● Task instructions:
Set down the data below without change, skipping the pictures it holds.

(Point localization data)
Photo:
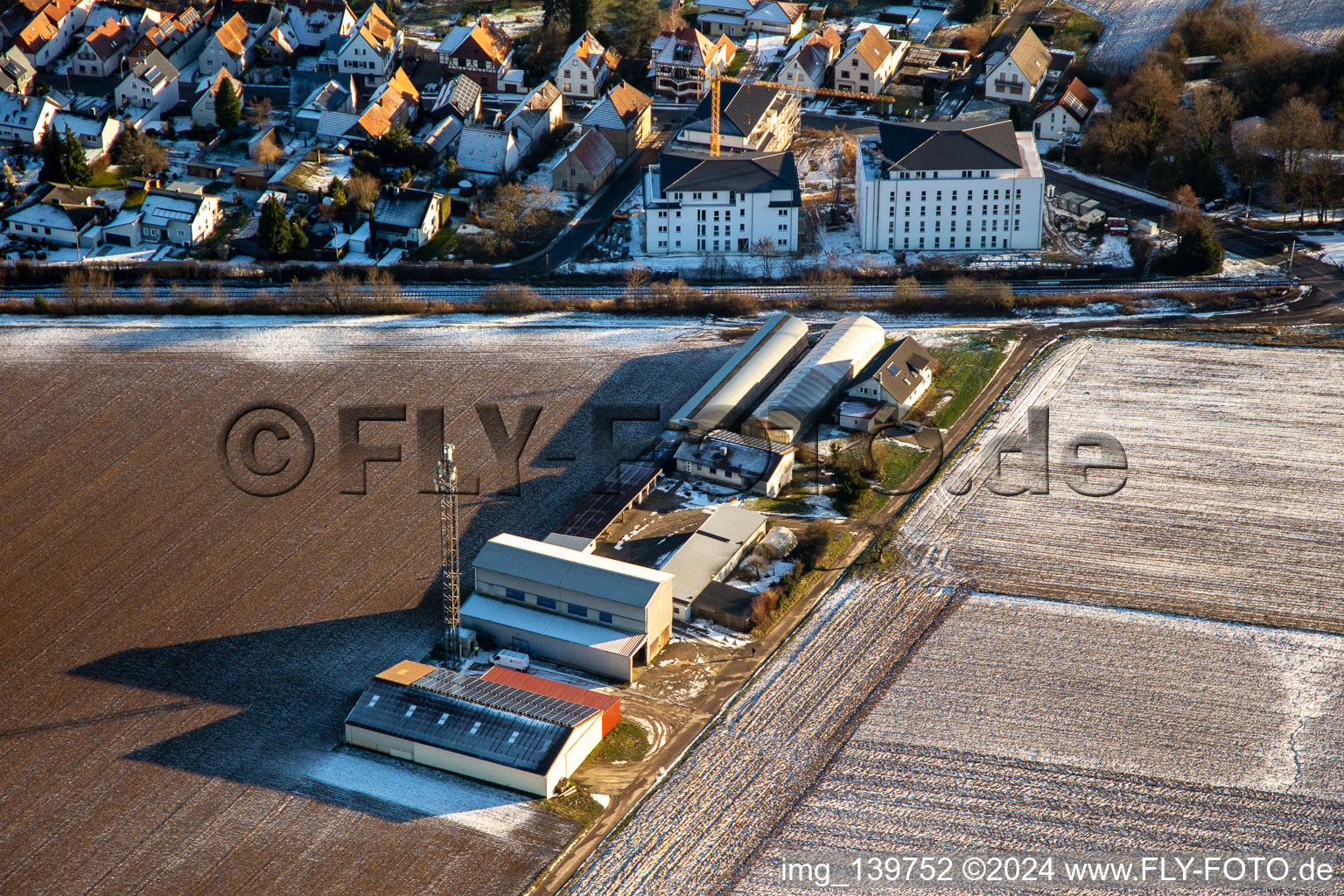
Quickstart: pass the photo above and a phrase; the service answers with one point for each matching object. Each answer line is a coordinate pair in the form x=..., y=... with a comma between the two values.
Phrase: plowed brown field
x=179, y=654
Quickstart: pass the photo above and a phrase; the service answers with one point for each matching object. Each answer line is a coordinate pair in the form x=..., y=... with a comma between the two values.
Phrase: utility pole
x=449, y=566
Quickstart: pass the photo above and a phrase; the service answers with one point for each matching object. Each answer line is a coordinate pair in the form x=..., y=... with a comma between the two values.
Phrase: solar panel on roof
x=500, y=696
x=449, y=723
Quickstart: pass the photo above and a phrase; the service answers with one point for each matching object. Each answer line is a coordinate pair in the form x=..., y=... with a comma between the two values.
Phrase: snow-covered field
x=1233, y=501
x=1027, y=725
x=1136, y=25
x=211, y=642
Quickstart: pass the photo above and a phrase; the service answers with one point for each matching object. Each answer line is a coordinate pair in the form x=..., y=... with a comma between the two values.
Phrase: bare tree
x=258, y=112
x=268, y=152
x=766, y=250
x=339, y=289
x=74, y=288
x=637, y=278
x=382, y=286
x=519, y=213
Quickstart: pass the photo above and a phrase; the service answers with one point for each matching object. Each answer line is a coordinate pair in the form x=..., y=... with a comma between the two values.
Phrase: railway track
x=765, y=291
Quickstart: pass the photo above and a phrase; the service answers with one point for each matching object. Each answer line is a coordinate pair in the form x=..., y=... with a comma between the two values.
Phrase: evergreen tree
x=228, y=107
x=298, y=236
x=74, y=161
x=273, y=231
x=579, y=14
x=52, y=158
x=1198, y=250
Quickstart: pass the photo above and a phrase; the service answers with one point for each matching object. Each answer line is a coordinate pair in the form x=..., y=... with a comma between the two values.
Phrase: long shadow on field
x=293, y=687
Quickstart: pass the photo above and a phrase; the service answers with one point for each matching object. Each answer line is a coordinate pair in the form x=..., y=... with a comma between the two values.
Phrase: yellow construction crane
x=820, y=92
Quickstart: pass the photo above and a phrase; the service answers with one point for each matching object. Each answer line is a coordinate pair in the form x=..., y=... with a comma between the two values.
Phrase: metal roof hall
x=571, y=570
x=819, y=378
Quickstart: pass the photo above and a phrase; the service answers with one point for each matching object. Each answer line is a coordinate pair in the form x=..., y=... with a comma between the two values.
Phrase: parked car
x=511, y=660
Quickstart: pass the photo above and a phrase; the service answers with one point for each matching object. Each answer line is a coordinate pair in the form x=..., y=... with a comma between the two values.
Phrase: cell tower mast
x=451, y=572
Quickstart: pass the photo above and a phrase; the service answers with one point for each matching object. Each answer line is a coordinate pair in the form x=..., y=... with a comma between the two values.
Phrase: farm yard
x=1234, y=501
x=180, y=654
x=1136, y=25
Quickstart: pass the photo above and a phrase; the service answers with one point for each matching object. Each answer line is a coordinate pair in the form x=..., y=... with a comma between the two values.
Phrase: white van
x=511, y=660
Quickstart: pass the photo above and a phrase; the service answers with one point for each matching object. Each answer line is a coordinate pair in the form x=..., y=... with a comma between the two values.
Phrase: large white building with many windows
x=949, y=187
x=701, y=203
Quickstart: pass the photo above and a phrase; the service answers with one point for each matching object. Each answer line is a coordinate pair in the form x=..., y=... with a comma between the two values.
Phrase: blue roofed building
x=521, y=738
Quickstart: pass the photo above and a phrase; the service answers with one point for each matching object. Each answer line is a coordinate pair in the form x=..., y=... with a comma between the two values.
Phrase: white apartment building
x=949, y=187
x=701, y=203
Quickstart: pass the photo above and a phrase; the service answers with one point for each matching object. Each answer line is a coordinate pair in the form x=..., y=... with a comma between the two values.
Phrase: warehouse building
x=739, y=461
x=822, y=374
x=569, y=606
x=605, y=703
x=746, y=376
x=887, y=389
x=524, y=738
x=711, y=554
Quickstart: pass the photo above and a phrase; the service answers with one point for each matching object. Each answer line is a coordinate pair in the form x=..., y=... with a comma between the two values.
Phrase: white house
x=24, y=118
x=104, y=49
x=228, y=49
x=406, y=218
x=752, y=118
x=949, y=186
x=584, y=67
x=724, y=205
x=179, y=214
x=738, y=461
x=773, y=17
x=869, y=60
x=95, y=135
x=371, y=50
x=315, y=22
x=536, y=116
x=889, y=387
x=808, y=60
x=55, y=225
x=1066, y=115
x=741, y=18
x=684, y=63
x=1019, y=74
x=486, y=150
x=481, y=52
x=46, y=38
x=153, y=82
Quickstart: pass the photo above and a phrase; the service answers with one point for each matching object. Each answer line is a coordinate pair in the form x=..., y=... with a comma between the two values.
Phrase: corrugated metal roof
x=817, y=379
x=458, y=725
x=523, y=618
x=710, y=549
x=536, y=684
x=729, y=452
x=571, y=570
x=745, y=376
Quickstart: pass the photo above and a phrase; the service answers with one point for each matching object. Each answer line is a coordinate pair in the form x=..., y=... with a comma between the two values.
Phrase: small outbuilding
x=711, y=554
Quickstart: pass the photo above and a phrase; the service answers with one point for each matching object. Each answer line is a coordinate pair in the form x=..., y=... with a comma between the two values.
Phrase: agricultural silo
x=746, y=376
x=816, y=382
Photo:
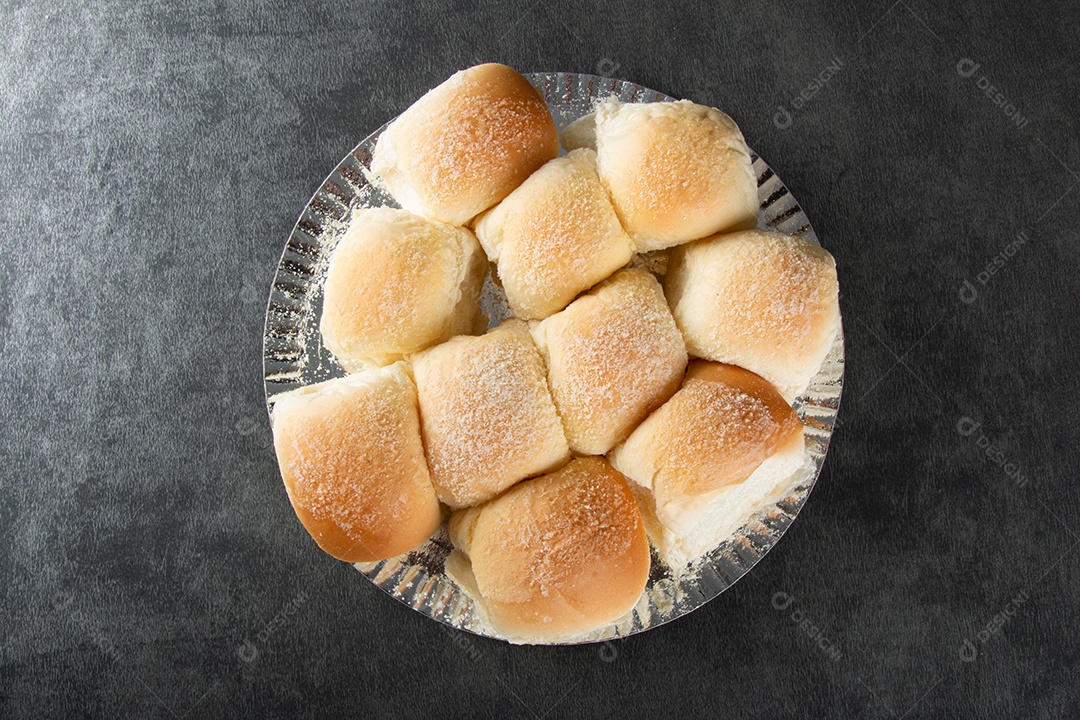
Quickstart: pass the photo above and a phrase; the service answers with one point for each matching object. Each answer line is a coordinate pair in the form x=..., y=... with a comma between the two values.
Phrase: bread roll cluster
x=564, y=439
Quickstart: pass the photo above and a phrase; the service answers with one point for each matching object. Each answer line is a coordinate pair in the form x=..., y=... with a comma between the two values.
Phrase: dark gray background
x=152, y=162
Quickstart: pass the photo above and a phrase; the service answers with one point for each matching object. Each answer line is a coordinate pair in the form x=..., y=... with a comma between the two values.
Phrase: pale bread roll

● Exercise output:
Photo:
Quickstart: pass the photo above and a phrase; the service answers with one point for each matching object. Each answer line is a coordinate pair in the form x=..., y=... with a comma between the two values.
Phrase: plowed brown field
x=179, y=654
Quickstart: pass the photo above and a phrase; the service answers with one point for each matching object. Each answer line is a coordinate pair in the form x=..., y=... with a comma between the two values.
Phrase: utility pole
x=449, y=566
Quickstart: pass the photo above and a phrase; the service answers with one point for each matching object. Each answer line is a coordinate pair in the form x=..., y=... with a comma between the two values.
Phrase: solar panel on roof
x=500, y=696
x=449, y=723
Quickstart: pass the photo above and a phrase; the service answers with one point for each matching object. Each answer line is a coordinate pair in the form x=..., y=... with a comma between the two values.
Phrase: snow-covered field
x=1233, y=501
x=1027, y=725
x=1136, y=25
x=211, y=642
Quickstart: pass the photo above and a phrase; the service answers with one point for each matching object. Each answer line is a coordinate pair in the form x=..., y=... with a comma between the two values.
Phrase: bare tree
x=258, y=112
x=268, y=152
x=766, y=250
x=339, y=289
x=74, y=288
x=637, y=278
x=382, y=286
x=519, y=213
Quickstart: pass the photo above and a phrase; the service answers with one point for each matching object. Each answer line is a coordinate pair in the form x=..., y=... with a comma between the two values.
Phrase: railway track
x=765, y=291
Quickstart: pass the photo above and a phrase; the service answers with one point for each matching object. Each answer line is a coordinate pair in the form x=..., y=... with a comma between the two values.
Phrase: evergreen tree
x=228, y=107
x=298, y=236
x=74, y=161
x=273, y=231
x=579, y=14
x=52, y=158
x=1198, y=250
Quickstart: pass the photo above and a phrase; the service answers with one point for each matching object. Each answer line is a coordinate pair in the form x=..., y=... with a comma between the two values.
Phrase: long shadow on field
x=293, y=687
Quickstart: pass the photo above and a phrase; the service answers with one point for each matching object. Each answer line is a coordinate pair in the form x=..., y=... with a comma between the two values.
Phrase: yellow construction crane
x=820, y=92
Quickstart: pass the photo above and a phrase; the service answers with one point for each matching object. Each answer line is a coordinate pair in the form x=..., y=... with a comma between the two values.
Phrase: metal roof hall
x=571, y=570
x=819, y=378
Quickstart: pass the photo above and a phrase; the service answers with one point for each matching object. Each answer line is a coordinate pair in the form x=..., y=... with a comma between the two values.
Phrase: parked car
x=511, y=660
Quickstart: pass the photo above and a phrase; the service answers with one point for each matching object. Each answer line is a coordinate pair in the form x=..., y=... with a comma between the two values.
Phrase: cell tower mast
x=451, y=572
Quickstart: pass the photo above and a phrase; the service answers with one point for each matching object. Each answer line is a coordinate pair in the form x=..., y=... with a comma between the two values.
Phrase: farm yard
x=1234, y=501
x=180, y=654
x=1136, y=25
Quickstart: pass the photo above and a phrase; the service answers with one point for each matching object. Each answer line is a coordinate pair in the form x=..., y=... with a comma between the two values.
Phrase: white van
x=511, y=660
Quickstart: pass the photo above and a phrase; the service answers with one point for each matching object. Each answer line is a coordinate pair in the form x=..., y=... with a comma between the two values.
Phrase: large white building with many windows
x=949, y=187
x=701, y=203
Quickstart: pass the photo above and a phrase; the service answers with one point for each matching object. Each answer line is a coordinate pair in the form x=..., y=... with a comma between the two values.
Phrase: blue roofed building
x=521, y=738
Quickstart: pass the photo above and a phrase; the service answers with one point for each matching object. Each answer line is a coordinate pair in the form x=..., y=... with a comma between the two values.
Phrase: white apartment building
x=949, y=187
x=701, y=203
Quickstart: pass the photo above and a phrase; the service answers with one point for each matching object. Each answer line is a coordinate pair in the form x=..., y=... with a comma between the two values.
Phrase: warehouse building
x=739, y=461
x=822, y=374
x=569, y=606
x=605, y=703
x=746, y=376
x=887, y=389
x=524, y=738
x=711, y=554
Quickstart: pass the photo above and a phrase; the service answers with one point for each matching object. Each answer line is a coordinate pair in the form x=..., y=... with a comma between the two values.
Phrase: white house
x=24, y=118
x=104, y=49
x=228, y=49
x=406, y=218
x=752, y=118
x=949, y=186
x=584, y=67
x=724, y=205
x=179, y=214
x=738, y=461
x=773, y=17
x=869, y=60
x=95, y=135
x=371, y=50
x=315, y=22
x=536, y=116
x=889, y=387
x=808, y=60
x=55, y=225
x=1066, y=115
x=741, y=18
x=684, y=63
x=1019, y=74
x=486, y=150
x=481, y=52
x=46, y=38
x=153, y=82
Quickstart: pass the photo above and a phrase; the service answers with one point for each matching object. Each answer line is a coordinate pair in the form x=..., y=... with a comma between the two values.
Phrase: corrugated metal roof
x=817, y=379
x=458, y=725
x=523, y=618
x=710, y=549
x=536, y=684
x=729, y=452
x=571, y=570
x=745, y=376
Quickstart: pass the photo above and a phrase; the service answers with one point for each matching object. Each answer line is a coordinate pair in the form x=..., y=... with a comma between the two values.
Phrase: small outbuilding
x=711, y=554
Quickstart: pass the photo above and a phrase; the service answers with one point for each matching object. Each answer line is a coordinate pair in the form x=..., y=... with a comma between the two values.
Phrase: agricultural silo
x=746, y=376
x=816, y=382
Photo:
Quickstart: pass the photo above and a phrase; the service answers with one point for each matching object. Each answer line is a coordinate pair in the form x=..., y=... with a comma between the two values.
Phrase: bread roll cluster
x=564, y=439
Quickstart: pass the photo above and a phrase; the service answers with one point for each matching object. Each answer line is a coordinate pair in the form x=..., y=... with a comma between the two values.
Phrase: dark gray background
x=152, y=162
Quickstart: pass the photo above and a phrase; the service answers with one point for each matching object. Each answer line is a coordinate pair in the form x=..., y=... with a comma between the two values.
Phrase: pale bread roll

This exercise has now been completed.